* **Do this**: Each entry has to be copied exactly, with nothing missed.

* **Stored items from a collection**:
'''
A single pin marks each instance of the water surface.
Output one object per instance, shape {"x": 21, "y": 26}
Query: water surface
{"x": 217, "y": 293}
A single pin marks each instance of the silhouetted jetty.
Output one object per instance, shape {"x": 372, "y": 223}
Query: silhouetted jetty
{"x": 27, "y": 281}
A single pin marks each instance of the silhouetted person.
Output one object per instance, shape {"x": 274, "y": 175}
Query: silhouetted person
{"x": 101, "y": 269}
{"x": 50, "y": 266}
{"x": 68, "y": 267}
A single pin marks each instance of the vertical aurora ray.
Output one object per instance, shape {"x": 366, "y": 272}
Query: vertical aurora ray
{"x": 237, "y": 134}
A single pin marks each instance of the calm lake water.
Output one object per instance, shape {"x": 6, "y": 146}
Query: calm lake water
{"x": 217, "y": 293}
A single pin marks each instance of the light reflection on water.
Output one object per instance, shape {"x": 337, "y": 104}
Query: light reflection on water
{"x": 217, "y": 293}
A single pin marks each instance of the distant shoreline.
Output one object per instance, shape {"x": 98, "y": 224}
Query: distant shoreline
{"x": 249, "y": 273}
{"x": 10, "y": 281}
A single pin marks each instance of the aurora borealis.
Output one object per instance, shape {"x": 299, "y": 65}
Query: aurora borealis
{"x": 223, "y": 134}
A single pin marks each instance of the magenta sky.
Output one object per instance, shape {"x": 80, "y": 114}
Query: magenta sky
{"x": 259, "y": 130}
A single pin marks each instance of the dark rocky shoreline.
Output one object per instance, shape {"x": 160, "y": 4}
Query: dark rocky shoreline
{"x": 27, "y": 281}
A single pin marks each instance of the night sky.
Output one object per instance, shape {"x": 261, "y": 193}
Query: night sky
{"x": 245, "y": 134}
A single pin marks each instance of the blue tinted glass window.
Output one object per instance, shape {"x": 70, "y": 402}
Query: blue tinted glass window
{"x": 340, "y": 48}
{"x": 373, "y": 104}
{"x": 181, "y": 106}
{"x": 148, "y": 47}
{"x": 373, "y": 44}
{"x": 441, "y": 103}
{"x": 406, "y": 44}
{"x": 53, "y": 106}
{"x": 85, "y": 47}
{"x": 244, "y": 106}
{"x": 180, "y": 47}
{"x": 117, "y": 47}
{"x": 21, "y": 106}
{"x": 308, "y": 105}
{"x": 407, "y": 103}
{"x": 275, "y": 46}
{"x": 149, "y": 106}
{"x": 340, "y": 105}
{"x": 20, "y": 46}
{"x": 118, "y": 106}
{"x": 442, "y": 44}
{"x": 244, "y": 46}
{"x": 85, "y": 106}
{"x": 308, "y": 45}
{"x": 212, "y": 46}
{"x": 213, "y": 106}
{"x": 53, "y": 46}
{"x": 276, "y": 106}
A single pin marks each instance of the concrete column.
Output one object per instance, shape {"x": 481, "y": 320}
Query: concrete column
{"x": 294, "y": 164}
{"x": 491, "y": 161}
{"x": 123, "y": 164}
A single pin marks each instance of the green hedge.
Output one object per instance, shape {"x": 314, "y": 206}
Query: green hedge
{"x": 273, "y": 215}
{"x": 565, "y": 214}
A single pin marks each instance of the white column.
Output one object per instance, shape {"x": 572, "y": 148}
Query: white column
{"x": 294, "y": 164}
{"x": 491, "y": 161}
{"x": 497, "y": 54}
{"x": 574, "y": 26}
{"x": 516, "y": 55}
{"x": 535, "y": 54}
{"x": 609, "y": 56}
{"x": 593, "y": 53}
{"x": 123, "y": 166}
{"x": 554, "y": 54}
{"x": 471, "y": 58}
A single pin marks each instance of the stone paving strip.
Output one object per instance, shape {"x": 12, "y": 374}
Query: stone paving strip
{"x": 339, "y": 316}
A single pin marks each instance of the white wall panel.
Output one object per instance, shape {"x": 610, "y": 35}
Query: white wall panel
'''
* **Answer for the task**:
A single pin marks each instance of the water surface.
Output one object per instance, shape {"x": 21, "y": 26}
Query: water surface
{"x": 217, "y": 293}
A single pin marks each instance of the silhouetted jetty.
Output one object per instance, shape {"x": 372, "y": 223}
Query: silhouetted jetty
{"x": 27, "y": 281}
A single pin marks each instance of the silhouetted person.
Output one object per instance, shape {"x": 274, "y": 175}
Query: silhouetted person
{"x": 101, "y": 269}
{"x": 50, "y": 266}
{"x": 68, "y": 267}
A single pin marks each instance of the vertical aurora ray.
Output one object per instance, shape {"x": 366, "y": 272}
Query: vertical aurora ray
{"x": 237, "y": 134}
A single pin marks each instance of the calm lake water.
Output one object per instance, shape {"x": 6, "y": 146}
Query: calm lake water
{"x": 217, "y": 293}
A single pin marks each instance of the light reflection on water.
Output one object per instance, shape {"x": 337, "y": 104}
Query: light reflection on water
{"x": 217, "y": 293}
A single pin marks each instance of the distant shoreline.
Output one object per instance, shape {"x": 98, "y": 224}
Query: distant shoreline
{"x": 249, "y": 273}
{"x": 10, "y": 281}
A single pin marks each instance of the aurora borealis.
Output one object per instance, shape {"x": 299, "y": 65}
Query: aurora borealis
{"x": 223, "y": 134}
A single pin marks each instance of the magenta sky.
Output one object per instance, shape {"x": 80, "y": 114}
Query: magenta sky
{"x": 259, "y": 130}
A single pin marks each instance of the dark rocky shoreline.
Output one object per instance, shape {"x": 160, "y": 4}
Query: dark rocky shoreline
{"x": 27, "y": 281}
A single pin marks each instance of the night sky.
Output one object per instance, shape {"x": 261, "y": 193}
Query: night sky
{"x": 245, "y": 134}
A single pin marks each instance of the blue tinted glass window.
Output one object per instance, shape {"x": 70, "y": 402}
Query: blue tinted glass window
{"x": 340, "y": 48}
{"x": 373, "y": 104}
{"x": 181, "y": 106}
{"x": 148, "y": 47}
{"x": 373, "y": 44}
{"x": 441, "y": 103}
{"x": 406, "y": 44}
{"x": 53, "y": 106}
{"x": 85, "y": 47}
{"x": 244, "y": 106}
{"x": 180, "y": 47}
{"x": 117, "y": 47}
{"x": 21, "y": 106}
{"x": 308, "y": 105}
{"x": 407, "y": 103}
{"x": 275, "y": 46}
{"x": 149, "y": 106}
{"x": 340, "y": 105}
{"x": 20, "y": 46}
{"x": 118, "y": 106}
{"x": 442, "y": 44}
{"x": 244, "y": 46}
{"x": 85, "y": 106}
{"x": 308, "y": 45}
{"x": 212, "y": 46}
{"x": 213, "y": 106}
{"x": 53, "y": 46}
{"x": 276, "y": 106}
A single pin marks each instance of the concrete column.
Output one object per instance, shape {"x": 481, "y": 320}
Query: concrete column
{"x": 294, "y": 164}
{"x": 491, "y": 161}
{"x": 123, "y": 164}
A single pin marks each instance of the green hedge.
Output one object per instance, shape {"x": 314, "y": 206}
Query: green hedge
{"x": 273, "y": 215}
{"x": 565, "y": 214}
A single pin marks each instance of the white column.
Output one object per instance, shape {"x": 572, "y": 148}
Query: white column
{"x": 294, "y": 164}
{"x": 491, "y": 161}
{"x": 497, "y": 54}
{"x": 574, "y": 26}
{"x": 516, "y": 55}
{"x": 535, "y": 54}
{"x": 609, "y": 56}
{"x": 593, "y": 53}
{"x": 123, "y": 166}
{"x": 554, "y": 54}
{"x": 471, "y": 58}
A single pin marks each instance of the stone paving strip.
Output one object per instance, shape {"x": 12, "y": 374}
Query: stone paving strip
{"x": 339, "y": 316}
A single pin marks each instance of the white wall panel.
Output one object per instance, shape {"x": 610, "y": 35}
Query: white wall panel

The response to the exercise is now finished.